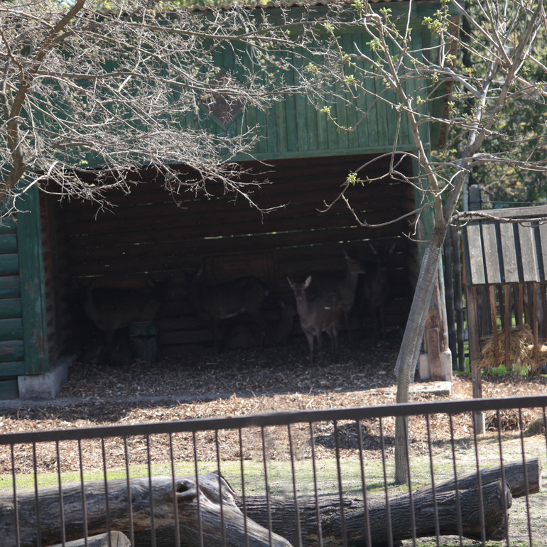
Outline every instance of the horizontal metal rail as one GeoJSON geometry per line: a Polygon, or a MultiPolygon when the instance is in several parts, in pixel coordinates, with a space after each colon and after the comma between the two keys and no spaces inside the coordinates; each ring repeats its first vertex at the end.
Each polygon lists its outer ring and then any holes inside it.
{"type": "Polygon", "coordinates": [[[288,426],[293,423],[313,423],[320,421],[356,421],[437,413],[455,415],[466,412],[541,407],[547,407],[547,395],[406,403],[328,410],[286,411],[226,418],[205,418],[135,425],[4,433],[0,435],[0,445],[136,435],[195,433],[205,430],[241,429],[248,427],[288,426]]]}

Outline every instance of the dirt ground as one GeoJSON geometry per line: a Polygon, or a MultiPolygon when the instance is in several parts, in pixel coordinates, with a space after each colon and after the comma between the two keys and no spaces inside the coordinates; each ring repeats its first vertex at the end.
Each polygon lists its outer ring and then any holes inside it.
{"type": "MultiPolygon", "coordinates": [[[[162,359],[156,363],[136,361],[124,367],[77,362],[70,367],[68,380],[55,400],[40,404],[23,401],[16,406],[0,403],[0,433],[391,404],[396,397],[394,367],[399,344],[400,340],[396,336],[379,345],[369,341],[357,342],[351,349],[342,351],[340,363],[332,364],[325,359],[323,364],[313,367],[308,363],[303,339],[291,341],[286,347],[269,348],[262,352],[256,349],[230,351],[217,357],[208,349],[189,347],[183,357],[177,359],[162,359]]],[[[547,394],[547,378],[544,377],[484,378],[484,397],[538,394],[547,394]]],[[[471,396],[470,378],[458,374],[454,377],[450,395],[418,391],[411,394],[411,400],[462,399],[471,396]]],[[[524,428],[528,428],[536,416],[537,412],[524,411],[524,428]]],[[[487,416],[487,425],[497,430],[494,418],[487,416]]],[[[450,436],[446,420],[439,418],[437,423],[435,419],[433,418],[430,424],[430,440],[433,443],[450,436]]],[[[503,413],[502,420],[504,430],[519,430],[516,411],[503,413]]],[[[393,423],[386,421],[384,425],[386,447],[390,450],[393,445],[393,423]]],[[[341,430],[342,455],[345,450],[349,453],[355,449],[356,432],[348,427],[347,430],[341,430]],[[345,445],[344,435],[347,438],[345,445]]],[[[426,453],[430,443],[426,438],[425,421],[416,418],[411,427],[413,450],[426,453]]],[[[469,437],[472,431],[472,425],[467,418],[455,420],[453,427],[454,436],[457,438],[469,437]]],[[[369,450],[369,457],[381,457],[377,423],[367,424],[366,428],[364,448],[369,450]]],[[[198,437],[200,457],[213,461],[217,455],[216,445],[207,435],[210,437],[210,433],[204,433],[203,442],[198,437]]],[[[315,457],[333,455],[332,435],[325,433],[325,438],[331,441],[320,443],[315,457]]],[[[239,448],[232,446],[227,438],[226,445],[221,458],[237,460],[239,448]]],[[[109,446],[107,443],[109,461],[119,462],[119,446],[112,445],[112,454],[109,453],[109,446]]],[[[136,462],[146,462],[145,446],[144,439],[133,440],[131,453],[136,462]]],[[[95,454],[97,449],[90,450],[92,466],[96,465],[93,454],[97,457],[101,455],[95,454]]],[[[169,457],[163,443],[157,447],[153,445],[151,450],[154,461],[165,461],[169,457]]],[[[310,456],[309,446],[302,450],[303,457],[310,456]]],[[[438,450],[445,448],[439,445],[438,450]]],[[[286,457],[281,455],[282,453],[280,450],[276,457],[286,457]]],[[[31,459],[20,455],[20,471],[31,472],[31,459]]],[[[191,459],[191,447],[186,452],[180,448],[176,456],[191,459]]],[[[66,465],[72,468],[76,464],[67,456],[66,465]]],[[[9,458],[0,460],[0,473],[7,472],[9,468],[9,458]]]]}
{"type": "MultiPolygon", "coordinates": [[[[77,362],[70,367],[68,379],[55,400],[40,404],[0,401],[0,433],[235,416],[284,410],[391,404],[396,400],[394,367],[399,344],[400,340],[396,336],[379,345],[369,341],[358,342],[351,349],[342,351],[339,364],[325,359],[325,362],[314,367],[308,363],[303,339],[291,341],[287,347],[263,352],[231,351],[218,357],[207,349],[189,347],[183,356],[176,359],[164,358],[156,363],[136,361],[124,367],[77,362]]],[[[547,394],[545,377],[489,375],[483,379],[484,397],[539,394],[547,394]]],[[[470,377],[457,374],[450,394],[418,390],[411,394],[411,400],[464,399],[471,396],[470,377]]],[[[518,457],[520,426],[527,430],[537,425],[536,418],[541,414],[536,410],[524,410],[519,416],[518,411],[508,411],[500,416],[502,430],[509,437],[512,435],[510,442],[518,457]]],[[[427,462],[430,451],[441,467],[451,469],[450,445],[447,443],[450,430],[447,416],[431,416],[429,436],[428,424],[423,418],[411,418],[410,423],[411,453],[423,456],[421,461],[427,462]]],[[[458,465],[463,462],[461,465],[466,472],[473,470],[475,452],[470,416],[456,416],[452,426],[452,433],[457,440],[458,465]]],[[[496,461],[493,453],[489,455],[490,449],[487,448],[488,442],[492,446],[497,444],[494,414],[487,416],[487,426],[490,438],[489,441],[485,439],[487,453],[481,457],[484,458],[487,465],[495,465],[499,460],[496,461]],[[487,461],[489,456],[491,461],[487,461]]],[[[220,457],[224,466],[242,457],[260,462],[266,455],[269,461],[277,461],[283,465],[290,459],[292,450],[296,460],[303,463],[310,462],[312,456],[318,461],[332,461],[335,455],[332,423],[314,424],[313,443],[310,442],[306,424],[296,424],[291,428],[291,449],[285,438],[286,428],[283,432],[266,431],[265,443],[260,431],[244,430],[242,449],[236,432],[219,431],[216,437],[211,431],[200,432],[195,436],[198,460],[214,465],[220,457]],[[267,453],[263,452],[265,446],[267,453]]],[[[379,465],[383,453],[392,459],[394,421],[385,420],[382,434],[377,421],[363,421],[362,428],[362,450],[367,460],[376,460],[379,465]]],[[[354,423],[340,423],[337,434],[339,455],[347,465],[358,455],[360,449],[354,423]]],[[[534,455],[539,455],[545,461],[545,435],[530,438],[527,433],[526,436],[526,443],[534,443],[534,455]],[[535,440],[530,441],[530,438],[535,440]]],[[[126,457],[131,468],[140,465],[146,469],[148,455],[153,465],[168,463],[171,456],[176,462],[193,461],[195,449],[191,435],[180,433],[174,438],[174,441],[170,441],[166,435],[131,437],[125,451],[121,440],[114,438],[107,438],[102,442],[83,441],[80,449],[75,441],[61,443],[57,453],[51,443],[37,443],[36,462],[28,445],[16,445],[15,470],[18,475],[32,474],[36,465],[39,473],[55,475],[60,462],[63,473],[77,473],[81,465],[87,472],[100,474],[103,465],[109,469],[123,469],[126,457]]],[[[526,450],[530,446],[526,445],[526,450]]],[[[509,459],[513,457],[513,455],[506,455],[509,459]]],[[[318,465],[321,466],[320,462],[318,465]]],[[[426,464],[424,467],[427,467],[426,464]]],[[[10,473],[11,469],[9,447],[0,447],[0,475],[10,473]]],[[[357,468],[355,473],[358,475],[357,468]]],[[[337,489],[335,482],[330,487],[334,488],[333,492],[337,489]]],[[[530,517],[545,514],[547,496],[540,493],[531,499],[531,507],[524,499],[514,500],[511,509],[511,545],[529,545],[530,529],[534,534],[534,541],[540,538],[538,545],[547,544],[543,520],[530,517]]],[[[442,544],[452,545],[453,542],[448,541],[442,544]]]]}

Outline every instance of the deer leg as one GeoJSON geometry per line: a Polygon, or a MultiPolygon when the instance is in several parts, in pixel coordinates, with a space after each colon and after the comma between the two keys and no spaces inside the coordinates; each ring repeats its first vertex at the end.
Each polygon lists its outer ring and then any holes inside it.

EXERCISE REQUIREMENTS
Can you rewrite the rows above so that each "pixel coordinates" becomes "image coordinates" and everything else stays the same? Omit the pictures from your version.

RESPONSE
Outline every instance of the horizontal metal rail as one GeoJSON geometry per line: a Polygon, or a MultiPolygon when the instance is in several parts, in image coordinates, with a space after each colon and after the comma between the two keys and no spaces inside the coordinates; each ring repeats its first vertex at the end.
Each polygon lists its outer ring and then any holes inside it.
{"type": "Polygon", "coordinates": [[[288,426],[293,423],[313,423],[320,421],[356,421],[437,413],[455,415],[466,412],[541,407],[547,407],[547,395],[406,403],[328,410],[286,411],[226,418],[205,418],[135,425],[4,433],[0,435],[0,445],[136,435],[195,433],[205,430],[241,429],[248,427],[288,426]]]}

Outline every instance of the dirt ground as one GeoJSON geometry per line: a Polygon, or a MultiPolygon when the instance is in several parts, in image coordinates, with a space after each colon and after the comma between the two keys and no spaces inside the coordinates; each ring repeats its first vertex at the end.
Each polygon lists its outer ring and then any holes inside it.
{"type": "MultiPolygon", "coordinates": [[[[162,359],[156,363],[136,361],[124,367],[77,362],[70,367],[68,380],[55,400],[40,404],[23,401],[16,406],[0,403],[0,433],[391,404],[396,397],[394,367],[399,344],[400,340],[396,336],[379,345],[369,341],[357,342],[351,349],[342,351],[340,363],[332,364],[325,359],[323,364],[313,367],[308,363],[303,339],[291,341],[286,347],[269,348],[262,352],[256,349],[230,351],[217,357],[208,349],[189,347],[183,357],[177,359],[162,359]]],[[[547,394],[547,378],[544,377],[484,378],[484,397],[538,394],[547,394]]],[[[471,396],[470,378],[458,374],[454,377],[450,395],[418,391],[411,394],[411,400],[462,399],[471,396]]],[[[524,428],[528,428],[536,416],[537,412],[524,411],[524,428]]],[[[487,416],[487,425],[497,430],[494,418],[487,416]]],[[[450,436],[446,420],[439,418],[437,423],[435,419],[433,418],[430,424],[430,440],[433,443],[450,436]]],[[[503,413],[502,420],[504,430],[519,430],[516,411],[503,413]]],[[[393,423],[386,421],[384,425],[386,447],[390,450],[393,445],[393,423]]],[[[341,430],[342,455],[345,450],[349,453],[355,449],[356,432],[348,427],[347,430],[341,430]],[[345,445],[344,435],[347,438],[345,445]]],[[[426,453],[430,443],[426,438],[425,421],[416,418],[411,427],[413,450],[426,453]]],[[[469,437],[472,431],[472,425],[467,418],[455,420],[453,427],[454,436],[457,438],[469,437]]],[[[369,450],[369,457],[381,457],[377,423],[367,424],[366,428],[364,448],[369,450]]],[[[198,437],[200,457],[213,461],[217,455],[216,445],[207,435],[210,437],[210,433],[204,433],[203,442],[198,437]]],[[[315,457],[333,455],[332,435],[325,433],[325,438],[331,441],[320,443],[315,457]]],[[[239,448],[232,446],[227,438],[226,445],[221,458],[237,460],[239,448]]],[[[109,446],[107,443],[109,461],[119,462],[119,446],[112,445],[112,454],[109,453],[109,446]]],[[[136,462],[146,462],[145,446],[144,439],[133,440],[131,453],[136,462]]],[[[95,454],[97,449],[90,450],[92,466],[96,465],[93,454],[97,457],[101,455],[95,454]]],[[[169,457],[163,443],[157,447],[153,445],[151,450],[154,461],[165,461],[169,457]]],[[[310,456],[309,446],[302,450],[303,457],[310,456]]],[[[438,450],[445,448],[439,445],[438,450]]],[[[286,457],[281,455],[282,453],[280,450],[276,457],[286,457]]],[[[31,459],[20,455],[20,471],[31,472],[31,459]]],[[[191,459],[191,447],[186,452],[180,448],[176,456],[191,459]]],[[[66,465],[72,468],[76,464],[67,456],[66,465]]],[[[9,458],[0,460],[0,473],[7,472],[9,468],[9,458]]]]}
{"type": "MultiPolygon", "coordinates": [[[[77,362],[70,367],[68,379],[55,400],[40,404],[0,401],[0,433],[235,416],[284,410],[391,404],[396,400],[394,367],[399,344],[400,340],[396,336],[379,345],[369,341],[358,342],[351,349],[342,351],[339,364],[325,359],[325,362],[314,367],[308,363],[303,339],[291,341],[287,347],[263,352],[231,351],[218,357],[207,349],[189,347],[183,356],[176,359],[164,358],[156,363],[136,361],[124,367],[77,362]]],[[[547,394],[545,377],[489,375],[483,379],[484,397],[539,394],[547,394]]],[[[470,377],[457,374],[450,394],[418,390],[411,394],[411,400],[464,399],[471,396],[470,377]]],[[[518,457],[520,426],[527,430],[537,425],[536,418],[541,414],[536,410],[524,410],[519,416],[518,411],[508,411],[500,416],[502,430],[509,437],[512,435],[510,442],[518,457]]],[[[427,462],[430,451],[441,467],[451,469],[450,445],[447,443],[450,430],[447,416],[431,416],[429,436],[428,424],[423,418],[411,418],[410,423],[411,453],[423,456],[421,461],[427,462]]],[[[458,465],[463,462],[461,465],[466,472],[473,470],[475,452],[470,416],[456,416],[452,426],[452,433],[457,440],[458,465]]],[[[496,461],[493,453],[489,455],[490,449],[487,448],[488,442],[492,446],[497,444],[494,414],[487,416],[487,426],[490,438],[489,441],[485,439],[487,453],[481,457],[484,458],[487,465],[495,465],[499,460],[496,461]],[[487,461],[489,456],[491,461],[487,461]]],[[[220,457],[224,466],[242,457],[260,462],[266,455],[269,461],[277,461],[283,465],[290,459],[292,450],[296,460],[303,463],[310,462],[312,456],[318,461],[332,461],[335,455],[332,423],[314,424],[313,443],[310,442],[306,424],[296,424],[291,428],[291,449],[285,438],[286,428],[283,432],[266,431],[265,443],[260,431],[244,430],[242,449],[236,432],[219,431],[216,437],[211,431],[200,432],[195,436],[198,460],[214,465],[220,457]],[[267,453],[263,452],[265,446],[267,453]]],[[[379,465],[383,453],[392,459],[394,421],[385,420],[382,434],[377,421],[363,421],[362,428],[362,450],[367,460],[376,460],[379,465]]],[[[354,423],[340,423],[337,434],[339,455],[347,465],[358,455],[360,449],[354,423]]],[[[534,455],[539,455],[545,461],[545,435],[530,438],[527,433],[526,436],[526,443],[534,443],[534,455]],[[535,440],[530,441],[530,438],[535,440]]],[[[126,457],[131,468],[140,465],[146,469],[148,455],[153,465],[168,463],[171,456],[176,462],[193,461],[195,449],[191,435],[180,433],[174,438],[174,441],[170,441],[166,435],[131,437],[125,451],[121,440],[114,438],[107,438],[102,442],[83,441],[80,449],[75,441],[61,443],[57,453],[51,443],[37,443],[36,462],[28,445],[16,445],[15,470],[18,475],[32,474],[36,465],[39,473],[55,475],[60,462],[63,473],[77,473],[81,465],[87,472],[100,474],[103,465],[109,469],[123,469],[126,457]]],[[[526,450],[530,446],[526,445],[526,450]]],[[[509,459],[513,457],[513,455],[506,455],[509,459]]],[[[318,465],[321,466],[320,462],[318,465]]],[[[426,464],[424,467],[427,467],[426,464]]],[[[10,473],[11,469],[9,447],[0,447],[0,475],[10,473]]],[[[357,468],[355,473],[358,475],[357,468]]],[[[337,489],[335,482],[330,487],[334,488],[333,492],[337,489]]],[[[530,517],[545,514],[547,496],[540,493],[531,499],[531,507],[524,499],[514,500],[511,509],[511,545],[529,545],[530,529],[534,534],[534,541],[540,538],[538,545],[547,544],[543,520],[530,517]]],[[[442,544],[452,545],[453,542],[448,541],[442,544]]]]}

Outline every instance of the deer leg as one GeoJSON geometry per line: a Polygon, or a MultiPolygon when the instance is in several parts, in image coordinates, with a space after each colon and after the comma between the two keys and no spaces inside the coordinates; each ring repeats its first vertex at the end.
Each polygon lists its outer ring and then any holes inside it.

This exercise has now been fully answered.